:: Text block

Class 11 have investigated how craters are made on a planet. For this first experiment we changed only one variable - the height from which we dropped the meteorite. All the other variables such as the meteorite we kept the same for this investigation.

Our results were unusual! Most of us had predicted that the higher the fall would result in the largest craters. This did happen in the main, but the craters were not dramatically larger e.g. 20 cm compared to 100 cm fall was on average only affected the crater made by a couple of cms deeper or wider.


With unusual results, our scientists reacted like professional scientists and repeated the investigation.


Superb teamwork was shown and many children were able to record and analyse their results and form their own conclusions.

::::
:: Data excerpt

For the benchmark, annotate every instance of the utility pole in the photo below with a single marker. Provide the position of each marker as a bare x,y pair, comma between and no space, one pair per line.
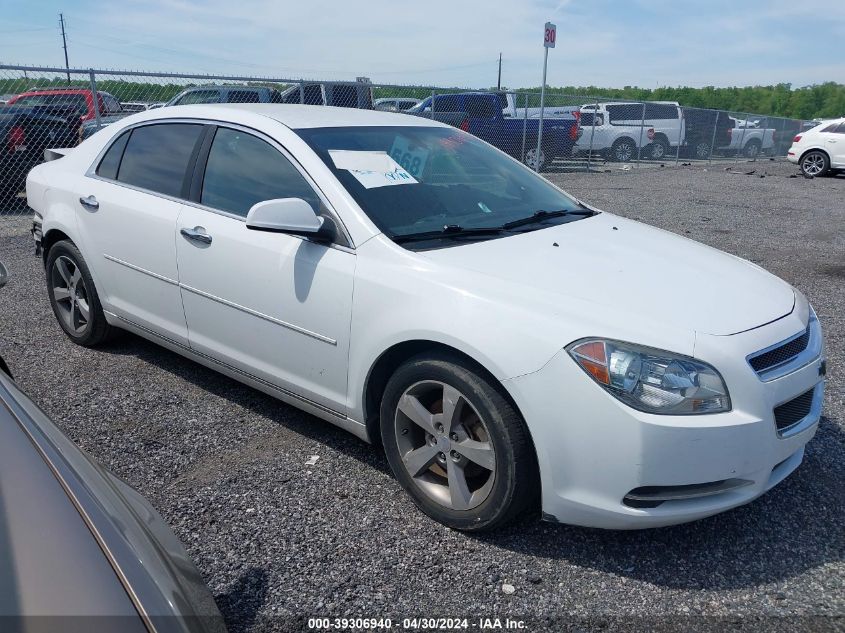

::::

→ Stated problem
In the crater investigation, what was the only variable Class 11 changed in the first experiment?

→ The solution
The height from which they dropped the meteorite.